Copy out verbatim the lines of the records below, starting at the line that contains "Each instance of the fluffy" and ending at the last line of the records.
--- Record list ---
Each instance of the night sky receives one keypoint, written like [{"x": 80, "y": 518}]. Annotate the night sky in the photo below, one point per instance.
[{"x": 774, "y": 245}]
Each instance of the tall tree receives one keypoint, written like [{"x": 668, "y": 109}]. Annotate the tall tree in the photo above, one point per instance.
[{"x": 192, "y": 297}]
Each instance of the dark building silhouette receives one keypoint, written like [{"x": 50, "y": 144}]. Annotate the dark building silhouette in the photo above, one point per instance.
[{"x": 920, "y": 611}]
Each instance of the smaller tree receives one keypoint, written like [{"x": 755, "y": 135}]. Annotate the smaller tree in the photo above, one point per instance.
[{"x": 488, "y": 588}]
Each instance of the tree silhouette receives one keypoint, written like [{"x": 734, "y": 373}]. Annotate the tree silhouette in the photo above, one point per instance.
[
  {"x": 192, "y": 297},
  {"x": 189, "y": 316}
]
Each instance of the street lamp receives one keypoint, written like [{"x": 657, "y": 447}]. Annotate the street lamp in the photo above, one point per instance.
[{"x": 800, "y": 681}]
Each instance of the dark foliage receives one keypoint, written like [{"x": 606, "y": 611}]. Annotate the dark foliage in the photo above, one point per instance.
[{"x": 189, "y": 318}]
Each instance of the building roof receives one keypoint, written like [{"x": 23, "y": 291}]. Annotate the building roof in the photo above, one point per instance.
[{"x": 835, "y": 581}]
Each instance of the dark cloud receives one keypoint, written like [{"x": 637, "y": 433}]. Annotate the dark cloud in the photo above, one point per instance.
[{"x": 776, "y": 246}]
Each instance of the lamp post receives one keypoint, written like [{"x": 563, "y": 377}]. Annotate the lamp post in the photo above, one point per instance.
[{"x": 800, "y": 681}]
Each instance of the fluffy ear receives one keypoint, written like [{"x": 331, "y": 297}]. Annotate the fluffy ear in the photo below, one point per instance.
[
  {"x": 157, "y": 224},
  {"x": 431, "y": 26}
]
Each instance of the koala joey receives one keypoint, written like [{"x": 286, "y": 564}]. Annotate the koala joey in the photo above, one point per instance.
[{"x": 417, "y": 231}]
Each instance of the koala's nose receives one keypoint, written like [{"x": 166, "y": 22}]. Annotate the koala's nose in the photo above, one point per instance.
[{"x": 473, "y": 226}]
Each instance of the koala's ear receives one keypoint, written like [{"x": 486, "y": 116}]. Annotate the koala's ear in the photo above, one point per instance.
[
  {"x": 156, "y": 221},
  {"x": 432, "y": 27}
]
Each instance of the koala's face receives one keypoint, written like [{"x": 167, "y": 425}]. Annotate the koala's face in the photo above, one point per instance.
---
### Answer to this problem
Each instance of the fluffy ear receives one keypoint, written like [{"x": 331, "y": 297}]. Annotate the fluffy ear in the photo below, one point per instance.
[
  {"x": 157, "y": 224},
  {"x": 431, "y": 26}
]
Each instance of the koala joey receives one keypoint, written like [{"x": 286, "y": 564}]. Annotate the koala joey in the photo above, one point per instance.
[{"x": 417, "y": 231}]
Each instance of the koala's nose receives one keypoint, written like [{"x": 166, "y": 22}]. Annotate the koala's nose in the photo above, one point per instance.
[{"x": 473, "y": 226}]
Each instance of the koala's ear receives one keypoint, written like [{"x": 486, "y": 116}]. Annotate the koala's ear in the photo above, one point per instance.
[
  {"x": 156, "y": 221},
  {"x": 432, "y": 27}
]
Each instance of the koala's face receives one keypoint, written like [{"x": 167, "y": 425}]. Annotate the koala's face in the photo above, one point per instance.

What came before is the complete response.